> _WHAT IS BEING ASKED_: Print verbatim the lines of the entries from the one containing "dog's tail, and" to the last, inclusive, and no others.

(Labeled-object pointing entries)

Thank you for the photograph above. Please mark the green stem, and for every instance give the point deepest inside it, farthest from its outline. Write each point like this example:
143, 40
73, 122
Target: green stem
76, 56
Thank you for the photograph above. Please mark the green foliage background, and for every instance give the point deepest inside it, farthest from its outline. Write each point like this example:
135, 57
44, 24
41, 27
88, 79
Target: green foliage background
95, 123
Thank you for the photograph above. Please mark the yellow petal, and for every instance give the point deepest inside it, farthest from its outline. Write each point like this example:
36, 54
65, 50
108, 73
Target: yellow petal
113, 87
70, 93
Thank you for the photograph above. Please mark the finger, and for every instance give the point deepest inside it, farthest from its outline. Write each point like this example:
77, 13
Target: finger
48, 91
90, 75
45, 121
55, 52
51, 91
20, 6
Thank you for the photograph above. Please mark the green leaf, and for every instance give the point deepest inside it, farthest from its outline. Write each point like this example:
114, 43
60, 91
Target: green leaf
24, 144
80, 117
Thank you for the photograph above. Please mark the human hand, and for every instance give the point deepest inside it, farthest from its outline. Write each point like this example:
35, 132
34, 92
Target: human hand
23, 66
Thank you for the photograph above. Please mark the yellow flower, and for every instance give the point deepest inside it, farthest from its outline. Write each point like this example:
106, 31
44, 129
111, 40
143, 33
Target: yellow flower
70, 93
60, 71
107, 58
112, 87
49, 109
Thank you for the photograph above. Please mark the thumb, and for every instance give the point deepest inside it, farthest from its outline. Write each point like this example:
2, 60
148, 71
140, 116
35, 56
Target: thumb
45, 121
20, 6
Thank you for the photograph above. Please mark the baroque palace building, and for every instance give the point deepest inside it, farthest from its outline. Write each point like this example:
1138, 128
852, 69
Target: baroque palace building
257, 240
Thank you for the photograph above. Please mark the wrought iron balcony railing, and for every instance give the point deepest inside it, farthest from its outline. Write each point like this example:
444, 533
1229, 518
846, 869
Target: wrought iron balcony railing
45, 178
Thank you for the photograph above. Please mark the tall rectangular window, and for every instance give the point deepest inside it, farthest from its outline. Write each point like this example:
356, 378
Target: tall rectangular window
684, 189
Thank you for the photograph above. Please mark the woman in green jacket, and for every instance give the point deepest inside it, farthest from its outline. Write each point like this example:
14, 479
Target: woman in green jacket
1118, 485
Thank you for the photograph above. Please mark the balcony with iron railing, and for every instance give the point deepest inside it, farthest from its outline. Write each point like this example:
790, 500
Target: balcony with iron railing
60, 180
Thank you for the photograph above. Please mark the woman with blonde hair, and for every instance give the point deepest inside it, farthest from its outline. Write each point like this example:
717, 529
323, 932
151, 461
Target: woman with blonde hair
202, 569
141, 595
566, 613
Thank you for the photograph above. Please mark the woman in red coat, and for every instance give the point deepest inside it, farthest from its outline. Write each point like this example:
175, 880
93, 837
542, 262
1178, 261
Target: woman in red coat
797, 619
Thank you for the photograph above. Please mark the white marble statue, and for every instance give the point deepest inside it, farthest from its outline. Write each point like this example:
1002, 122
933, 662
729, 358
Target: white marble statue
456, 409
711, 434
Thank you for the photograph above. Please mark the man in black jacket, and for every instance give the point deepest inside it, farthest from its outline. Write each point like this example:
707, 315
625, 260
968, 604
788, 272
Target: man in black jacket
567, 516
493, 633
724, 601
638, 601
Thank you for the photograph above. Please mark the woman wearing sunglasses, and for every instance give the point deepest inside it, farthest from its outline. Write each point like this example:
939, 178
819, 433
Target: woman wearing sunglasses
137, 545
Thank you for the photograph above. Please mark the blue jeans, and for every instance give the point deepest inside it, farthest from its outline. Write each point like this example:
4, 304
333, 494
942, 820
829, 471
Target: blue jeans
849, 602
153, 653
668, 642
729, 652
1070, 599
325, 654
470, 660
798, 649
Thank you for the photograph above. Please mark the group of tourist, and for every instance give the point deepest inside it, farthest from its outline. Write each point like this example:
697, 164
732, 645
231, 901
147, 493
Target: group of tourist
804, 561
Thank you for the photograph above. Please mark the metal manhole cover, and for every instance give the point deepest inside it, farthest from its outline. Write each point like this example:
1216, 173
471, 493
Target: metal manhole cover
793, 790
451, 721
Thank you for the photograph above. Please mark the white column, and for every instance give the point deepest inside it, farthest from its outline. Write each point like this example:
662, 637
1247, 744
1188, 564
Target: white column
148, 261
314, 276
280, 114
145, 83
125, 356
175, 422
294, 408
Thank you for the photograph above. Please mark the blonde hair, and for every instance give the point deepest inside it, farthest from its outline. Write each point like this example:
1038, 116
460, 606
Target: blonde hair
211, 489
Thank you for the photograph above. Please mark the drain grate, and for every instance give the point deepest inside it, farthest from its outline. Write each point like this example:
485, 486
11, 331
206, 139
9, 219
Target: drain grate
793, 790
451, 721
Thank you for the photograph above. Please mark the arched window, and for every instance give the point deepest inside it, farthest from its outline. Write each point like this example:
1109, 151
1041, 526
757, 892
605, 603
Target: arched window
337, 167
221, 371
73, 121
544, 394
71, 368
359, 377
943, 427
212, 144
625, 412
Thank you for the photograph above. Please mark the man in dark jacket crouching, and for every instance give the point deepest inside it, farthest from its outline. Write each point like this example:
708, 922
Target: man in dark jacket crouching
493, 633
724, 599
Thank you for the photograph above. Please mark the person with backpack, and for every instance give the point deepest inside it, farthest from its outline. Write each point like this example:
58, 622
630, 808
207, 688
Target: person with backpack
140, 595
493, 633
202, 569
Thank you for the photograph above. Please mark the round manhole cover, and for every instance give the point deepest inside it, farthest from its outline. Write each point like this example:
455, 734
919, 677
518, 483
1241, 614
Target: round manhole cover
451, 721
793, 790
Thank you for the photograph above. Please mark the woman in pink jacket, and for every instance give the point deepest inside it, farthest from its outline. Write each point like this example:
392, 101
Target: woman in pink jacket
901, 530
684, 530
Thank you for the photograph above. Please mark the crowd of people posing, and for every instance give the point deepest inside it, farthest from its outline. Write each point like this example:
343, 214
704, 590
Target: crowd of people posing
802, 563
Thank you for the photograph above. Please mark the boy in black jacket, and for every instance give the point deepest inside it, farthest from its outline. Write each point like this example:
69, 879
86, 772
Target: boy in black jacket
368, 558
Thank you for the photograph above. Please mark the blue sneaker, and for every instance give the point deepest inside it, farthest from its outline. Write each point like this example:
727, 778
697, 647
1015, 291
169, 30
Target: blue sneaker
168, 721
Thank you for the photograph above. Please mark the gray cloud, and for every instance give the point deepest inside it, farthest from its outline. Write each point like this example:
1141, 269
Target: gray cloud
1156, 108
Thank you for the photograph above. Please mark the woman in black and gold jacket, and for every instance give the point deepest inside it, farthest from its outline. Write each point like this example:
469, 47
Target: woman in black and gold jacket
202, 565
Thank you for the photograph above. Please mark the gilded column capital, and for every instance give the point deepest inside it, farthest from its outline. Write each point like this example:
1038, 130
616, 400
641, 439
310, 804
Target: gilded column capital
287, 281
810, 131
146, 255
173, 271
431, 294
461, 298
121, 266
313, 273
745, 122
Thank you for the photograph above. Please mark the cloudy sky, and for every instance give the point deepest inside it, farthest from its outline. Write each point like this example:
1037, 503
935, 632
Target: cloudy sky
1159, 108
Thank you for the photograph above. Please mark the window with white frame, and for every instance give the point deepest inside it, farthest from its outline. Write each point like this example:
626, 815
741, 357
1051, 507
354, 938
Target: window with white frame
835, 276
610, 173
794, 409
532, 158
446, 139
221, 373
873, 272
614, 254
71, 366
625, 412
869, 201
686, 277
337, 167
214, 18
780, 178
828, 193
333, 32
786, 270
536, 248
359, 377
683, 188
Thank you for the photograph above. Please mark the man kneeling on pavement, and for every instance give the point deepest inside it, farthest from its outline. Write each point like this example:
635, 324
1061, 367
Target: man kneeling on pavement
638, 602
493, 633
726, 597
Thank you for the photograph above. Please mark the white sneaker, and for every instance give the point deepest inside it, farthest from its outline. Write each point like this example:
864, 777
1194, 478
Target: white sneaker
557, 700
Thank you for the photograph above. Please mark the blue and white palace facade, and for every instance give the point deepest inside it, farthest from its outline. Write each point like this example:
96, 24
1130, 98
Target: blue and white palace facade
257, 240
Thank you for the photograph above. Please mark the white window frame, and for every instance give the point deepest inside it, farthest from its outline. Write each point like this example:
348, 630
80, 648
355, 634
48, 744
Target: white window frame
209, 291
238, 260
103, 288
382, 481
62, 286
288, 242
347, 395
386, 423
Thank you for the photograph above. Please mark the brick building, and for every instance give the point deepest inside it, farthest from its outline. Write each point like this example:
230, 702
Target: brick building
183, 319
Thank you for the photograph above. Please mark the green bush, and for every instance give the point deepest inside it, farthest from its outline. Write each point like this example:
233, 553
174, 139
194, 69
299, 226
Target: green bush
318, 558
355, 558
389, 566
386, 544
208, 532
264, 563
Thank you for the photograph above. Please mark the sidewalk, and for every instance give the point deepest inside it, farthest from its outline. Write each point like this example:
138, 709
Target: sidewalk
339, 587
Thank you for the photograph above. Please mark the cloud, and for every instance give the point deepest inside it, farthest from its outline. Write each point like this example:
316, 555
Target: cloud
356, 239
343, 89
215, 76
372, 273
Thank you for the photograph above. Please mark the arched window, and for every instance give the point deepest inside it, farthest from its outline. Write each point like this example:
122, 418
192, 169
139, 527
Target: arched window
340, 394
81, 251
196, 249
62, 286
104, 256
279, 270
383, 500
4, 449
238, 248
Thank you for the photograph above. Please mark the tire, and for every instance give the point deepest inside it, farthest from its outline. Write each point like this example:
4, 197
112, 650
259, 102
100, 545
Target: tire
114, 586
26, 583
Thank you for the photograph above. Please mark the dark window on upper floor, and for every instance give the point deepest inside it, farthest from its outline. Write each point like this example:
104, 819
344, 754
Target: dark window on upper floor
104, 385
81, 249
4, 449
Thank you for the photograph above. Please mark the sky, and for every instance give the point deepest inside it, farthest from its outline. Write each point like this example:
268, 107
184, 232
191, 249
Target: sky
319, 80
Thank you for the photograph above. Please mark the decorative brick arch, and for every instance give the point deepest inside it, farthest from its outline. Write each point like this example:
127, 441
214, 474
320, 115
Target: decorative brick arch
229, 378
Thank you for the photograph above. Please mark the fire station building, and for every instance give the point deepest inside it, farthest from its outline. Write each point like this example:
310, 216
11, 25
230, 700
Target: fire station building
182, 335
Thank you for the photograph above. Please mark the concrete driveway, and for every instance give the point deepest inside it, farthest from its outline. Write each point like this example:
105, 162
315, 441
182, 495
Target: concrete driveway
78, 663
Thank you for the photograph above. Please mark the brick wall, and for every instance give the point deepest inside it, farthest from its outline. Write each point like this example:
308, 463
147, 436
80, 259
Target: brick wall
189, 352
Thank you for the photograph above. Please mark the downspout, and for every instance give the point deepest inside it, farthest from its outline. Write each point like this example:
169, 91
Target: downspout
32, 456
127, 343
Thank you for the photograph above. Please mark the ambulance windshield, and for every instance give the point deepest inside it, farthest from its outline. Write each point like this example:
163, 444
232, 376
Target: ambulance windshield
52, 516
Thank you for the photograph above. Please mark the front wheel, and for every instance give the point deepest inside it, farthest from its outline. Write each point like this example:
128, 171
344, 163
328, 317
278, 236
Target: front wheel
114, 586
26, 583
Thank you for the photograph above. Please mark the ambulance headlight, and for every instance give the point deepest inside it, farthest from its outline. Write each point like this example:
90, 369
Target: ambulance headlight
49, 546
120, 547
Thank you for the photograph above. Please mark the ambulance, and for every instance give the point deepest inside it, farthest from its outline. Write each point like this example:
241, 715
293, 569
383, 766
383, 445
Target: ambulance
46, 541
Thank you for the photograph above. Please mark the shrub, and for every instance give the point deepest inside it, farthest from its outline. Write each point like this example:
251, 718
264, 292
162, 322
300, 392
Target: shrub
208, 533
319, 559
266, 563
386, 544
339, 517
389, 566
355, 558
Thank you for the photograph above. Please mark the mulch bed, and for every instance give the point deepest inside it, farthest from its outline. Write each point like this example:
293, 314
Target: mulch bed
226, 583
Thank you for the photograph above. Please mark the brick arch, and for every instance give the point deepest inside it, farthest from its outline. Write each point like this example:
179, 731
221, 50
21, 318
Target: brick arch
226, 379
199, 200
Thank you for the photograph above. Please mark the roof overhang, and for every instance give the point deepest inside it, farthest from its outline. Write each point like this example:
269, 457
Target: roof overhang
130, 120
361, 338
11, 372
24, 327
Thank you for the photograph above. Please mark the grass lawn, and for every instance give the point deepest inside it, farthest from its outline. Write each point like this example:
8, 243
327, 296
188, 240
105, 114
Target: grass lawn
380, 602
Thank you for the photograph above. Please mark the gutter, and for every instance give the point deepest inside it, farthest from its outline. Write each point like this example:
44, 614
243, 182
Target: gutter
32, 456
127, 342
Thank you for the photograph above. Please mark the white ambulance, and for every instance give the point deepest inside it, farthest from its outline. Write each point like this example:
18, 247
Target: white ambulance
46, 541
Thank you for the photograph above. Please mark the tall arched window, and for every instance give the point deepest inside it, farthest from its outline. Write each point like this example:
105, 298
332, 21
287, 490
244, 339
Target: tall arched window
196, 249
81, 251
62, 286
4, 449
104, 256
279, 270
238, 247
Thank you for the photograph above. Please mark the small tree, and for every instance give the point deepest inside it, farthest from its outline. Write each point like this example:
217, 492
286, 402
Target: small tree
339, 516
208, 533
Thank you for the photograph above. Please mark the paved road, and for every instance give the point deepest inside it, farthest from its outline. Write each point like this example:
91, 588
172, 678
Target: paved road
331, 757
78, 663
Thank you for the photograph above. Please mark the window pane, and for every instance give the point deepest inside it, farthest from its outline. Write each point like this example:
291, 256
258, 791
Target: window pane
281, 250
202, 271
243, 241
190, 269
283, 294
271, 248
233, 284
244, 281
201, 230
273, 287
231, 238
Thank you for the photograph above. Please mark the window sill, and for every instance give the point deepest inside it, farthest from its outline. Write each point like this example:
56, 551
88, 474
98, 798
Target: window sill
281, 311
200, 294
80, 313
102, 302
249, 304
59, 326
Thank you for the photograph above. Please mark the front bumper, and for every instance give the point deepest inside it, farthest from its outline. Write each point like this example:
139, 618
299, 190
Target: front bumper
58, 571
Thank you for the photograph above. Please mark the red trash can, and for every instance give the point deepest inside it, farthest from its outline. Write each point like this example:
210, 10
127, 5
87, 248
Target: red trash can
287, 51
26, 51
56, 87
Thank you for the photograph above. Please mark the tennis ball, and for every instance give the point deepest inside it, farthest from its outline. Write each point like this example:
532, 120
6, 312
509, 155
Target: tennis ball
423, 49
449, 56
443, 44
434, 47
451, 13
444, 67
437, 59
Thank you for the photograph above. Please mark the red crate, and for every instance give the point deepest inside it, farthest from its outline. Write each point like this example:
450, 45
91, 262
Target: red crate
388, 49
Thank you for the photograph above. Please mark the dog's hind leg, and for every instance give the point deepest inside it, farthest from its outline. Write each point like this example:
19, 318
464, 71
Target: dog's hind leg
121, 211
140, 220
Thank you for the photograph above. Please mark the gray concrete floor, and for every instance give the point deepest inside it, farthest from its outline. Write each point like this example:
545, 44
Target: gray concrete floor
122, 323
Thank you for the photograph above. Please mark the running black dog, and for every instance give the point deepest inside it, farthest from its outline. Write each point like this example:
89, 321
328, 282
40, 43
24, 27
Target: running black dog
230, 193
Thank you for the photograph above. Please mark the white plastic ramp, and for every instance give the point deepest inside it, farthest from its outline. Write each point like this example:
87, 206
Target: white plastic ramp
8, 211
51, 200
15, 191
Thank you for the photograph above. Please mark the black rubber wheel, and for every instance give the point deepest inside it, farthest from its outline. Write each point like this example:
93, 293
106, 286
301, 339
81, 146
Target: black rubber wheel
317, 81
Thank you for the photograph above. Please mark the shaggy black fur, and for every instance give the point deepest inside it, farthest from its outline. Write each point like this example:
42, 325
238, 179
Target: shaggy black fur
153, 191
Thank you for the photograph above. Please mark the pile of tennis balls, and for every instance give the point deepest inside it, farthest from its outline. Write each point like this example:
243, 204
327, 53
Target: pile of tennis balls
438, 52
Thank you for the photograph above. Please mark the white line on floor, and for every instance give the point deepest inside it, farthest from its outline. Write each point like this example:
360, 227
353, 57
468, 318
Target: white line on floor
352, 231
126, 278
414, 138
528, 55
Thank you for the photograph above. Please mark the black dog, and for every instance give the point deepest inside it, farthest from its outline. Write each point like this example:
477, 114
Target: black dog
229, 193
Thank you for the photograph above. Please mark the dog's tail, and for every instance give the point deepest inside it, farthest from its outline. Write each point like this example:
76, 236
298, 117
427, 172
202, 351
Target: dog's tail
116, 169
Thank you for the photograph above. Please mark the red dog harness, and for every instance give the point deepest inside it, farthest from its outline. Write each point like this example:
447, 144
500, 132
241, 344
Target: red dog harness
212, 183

> _TASK RESPONSE_:
Thank you for the photograph above. Please mark the dog's tail, and for every instance give the point deepest inside it, farthest from its outline. Write each point like this example:
76, 236
298, 117
427, 172
202, 351
Target: dog's tail
116, 169
Thank you for the photograph above. Please mark the red dog harness, and for every instance give the point deepest inside it, farthest from its outline. Write each point like this example:
447, 144
500, 132
241, 344
Target: red dog harness
212, 183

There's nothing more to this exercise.